____ MATERIAL PROVIDED
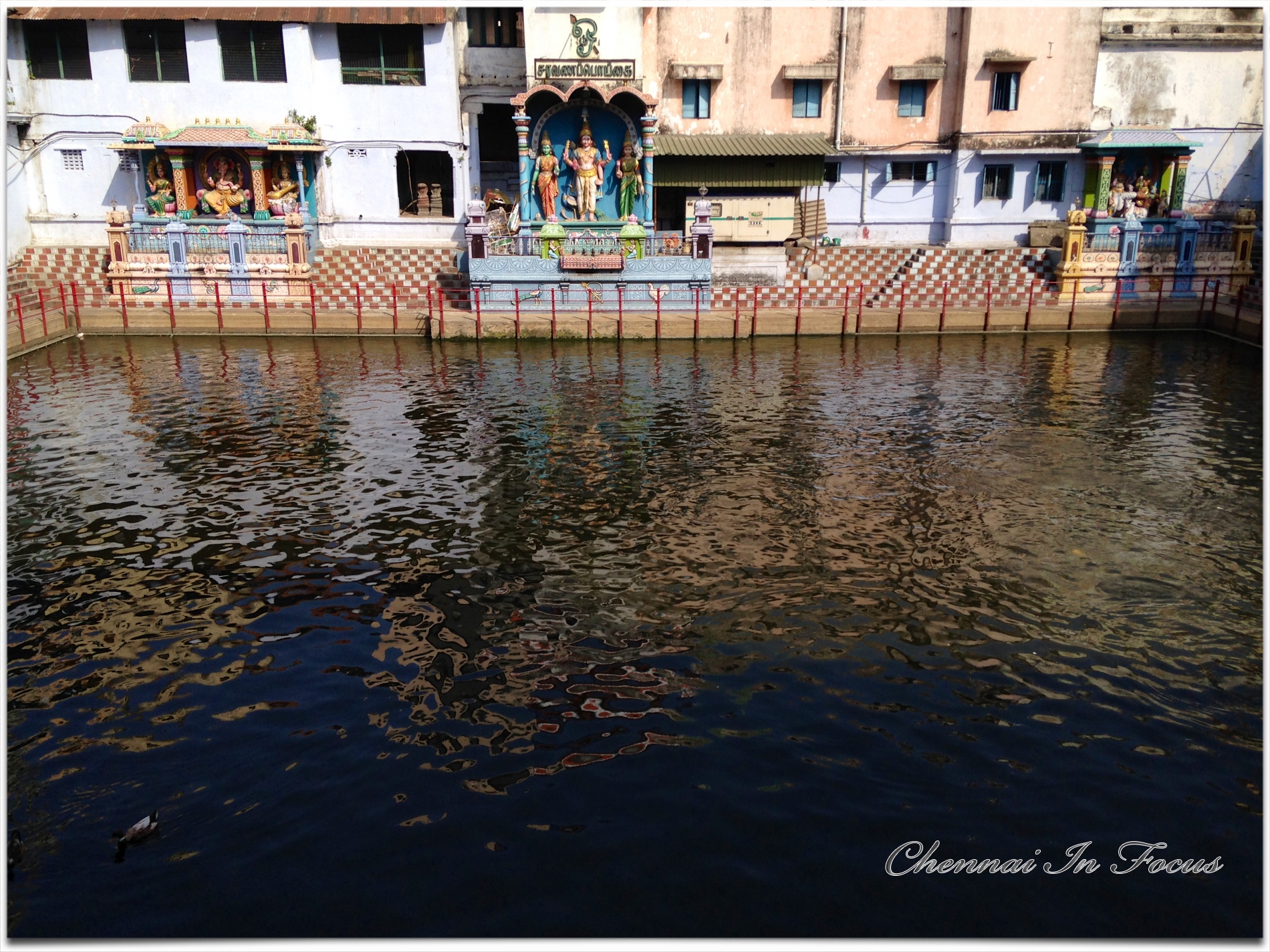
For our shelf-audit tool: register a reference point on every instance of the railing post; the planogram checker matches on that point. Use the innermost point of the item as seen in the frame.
(22, 324)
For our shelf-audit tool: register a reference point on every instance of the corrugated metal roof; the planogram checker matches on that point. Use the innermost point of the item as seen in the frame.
(708, 145)
(427, 15)
(1161, 139)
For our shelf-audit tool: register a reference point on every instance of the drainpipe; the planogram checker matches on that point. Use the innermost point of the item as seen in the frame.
(842, 71)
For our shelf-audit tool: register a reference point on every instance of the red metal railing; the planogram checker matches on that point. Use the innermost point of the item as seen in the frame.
(276, 305)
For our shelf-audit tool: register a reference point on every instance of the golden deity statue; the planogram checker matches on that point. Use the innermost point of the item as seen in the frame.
(588, 170)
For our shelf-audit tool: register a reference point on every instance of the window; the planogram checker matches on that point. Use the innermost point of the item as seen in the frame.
(252, 52)
(495, 25)
(1005, 92)
(1051, 182)
(156, 51)
(910, 172)
(381, 56)
(912, 98)
(696, 100)
(997, 180)
(807, 100)
(57, 49)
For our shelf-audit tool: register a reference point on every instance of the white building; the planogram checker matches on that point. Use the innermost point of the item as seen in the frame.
(382, 93)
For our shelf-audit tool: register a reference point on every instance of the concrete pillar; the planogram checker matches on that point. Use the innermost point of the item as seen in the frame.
(1184, 275)
(178, 266)
(237, 232)
(649, 128)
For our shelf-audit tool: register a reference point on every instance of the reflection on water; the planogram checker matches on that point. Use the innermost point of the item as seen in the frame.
(1001, 592)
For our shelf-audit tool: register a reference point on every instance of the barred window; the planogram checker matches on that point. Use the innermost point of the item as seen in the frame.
(57, 49)
(495, 25)
(156, 51)
(252, 52)
(381, 56)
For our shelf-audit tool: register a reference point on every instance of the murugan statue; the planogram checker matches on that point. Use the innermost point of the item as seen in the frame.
(633, 186)
(588, 170)
(224, 190)
(285, 194)
(547, 169)
(159, 179)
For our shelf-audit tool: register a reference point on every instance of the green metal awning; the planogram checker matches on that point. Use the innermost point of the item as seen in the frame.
(1138, 139)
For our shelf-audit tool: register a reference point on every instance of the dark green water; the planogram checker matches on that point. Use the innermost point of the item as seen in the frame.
(418, 640)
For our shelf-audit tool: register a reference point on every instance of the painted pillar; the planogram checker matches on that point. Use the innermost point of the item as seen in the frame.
(241, 289)
(1068, 271)
(649, 126)
(180, 182)
(1185, 272)
(1179, 187)
(522, 144)
(1245, 224)
(1130, 239)
(178, 268)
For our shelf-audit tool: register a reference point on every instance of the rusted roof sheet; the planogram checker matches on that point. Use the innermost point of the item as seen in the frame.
(426, 15)
(708, 145)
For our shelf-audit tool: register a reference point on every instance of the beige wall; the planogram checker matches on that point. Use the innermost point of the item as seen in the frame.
(752, 45)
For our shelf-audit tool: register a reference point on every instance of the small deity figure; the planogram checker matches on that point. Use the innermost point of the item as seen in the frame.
(633, 186)
(285, 194)
(223, 192)
(588, 170)
(160, 200)
(547, 169)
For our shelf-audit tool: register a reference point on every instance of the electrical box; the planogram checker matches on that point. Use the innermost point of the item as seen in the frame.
(738, 220)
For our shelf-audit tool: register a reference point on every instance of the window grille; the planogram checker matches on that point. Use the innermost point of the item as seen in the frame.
(252, 52)
(57, 49)
(911, 172)
(807, 100)
(381, 56)
(696, 100)
(912, 98)
(1051, 182)
(1005, 92)
(156, 51)
(495, 25)
(997, 180)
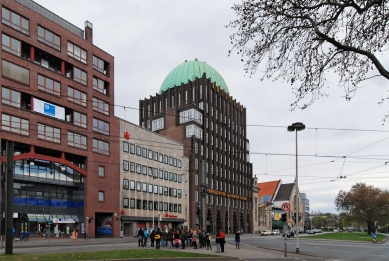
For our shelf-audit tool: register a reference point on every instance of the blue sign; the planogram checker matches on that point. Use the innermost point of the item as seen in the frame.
(49, 109)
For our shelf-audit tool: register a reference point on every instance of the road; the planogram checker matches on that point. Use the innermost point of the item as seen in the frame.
(335, 250)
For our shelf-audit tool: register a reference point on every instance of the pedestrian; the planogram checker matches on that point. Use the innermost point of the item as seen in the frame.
(208, 240)
(237, 238)
(222, 240)
(157, 238)
(194, 238)
(145, 236)
(183, 238)
(152, 237)
(75, 235)
(218, 242)
(140, 237)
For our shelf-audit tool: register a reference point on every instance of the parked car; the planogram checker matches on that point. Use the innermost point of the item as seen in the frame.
(288, 233)
(266, 233)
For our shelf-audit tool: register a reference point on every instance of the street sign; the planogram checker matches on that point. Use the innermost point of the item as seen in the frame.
(285, 206)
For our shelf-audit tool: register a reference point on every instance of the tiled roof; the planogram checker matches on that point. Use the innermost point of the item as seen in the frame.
(267, 190)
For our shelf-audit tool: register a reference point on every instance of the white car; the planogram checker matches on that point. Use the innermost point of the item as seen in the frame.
(266, 233)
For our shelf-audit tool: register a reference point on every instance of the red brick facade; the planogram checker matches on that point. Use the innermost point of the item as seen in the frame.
(61, 68)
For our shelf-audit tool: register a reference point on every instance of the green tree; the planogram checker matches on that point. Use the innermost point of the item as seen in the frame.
(363, 203)
(299, 41)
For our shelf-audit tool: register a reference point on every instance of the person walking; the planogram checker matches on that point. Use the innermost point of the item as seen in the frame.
________
TASK OBJECTIVE
Copy the lines above verbatim, starting at the line containing "the red brick" and continuing through the end of the records.

ANSWER
For our shelf-audit tool: register a reference point on every instance of the red brick facade; the planogram checker matches on that point. Use the innermost point of the item as seen in the frame.
(61, 68)
For our shelf-audit tool: register a reference point on every instance of the green tree; the planogram checker matches on that point. Use the innermost point of the item as seen in the frame.
(363, 203)
(299, 41)
For our shelf-audit tool: register a reference point on every instance of the person walking; the planogram checker matches on that point. Use the innermost point of the item as seen in the frame.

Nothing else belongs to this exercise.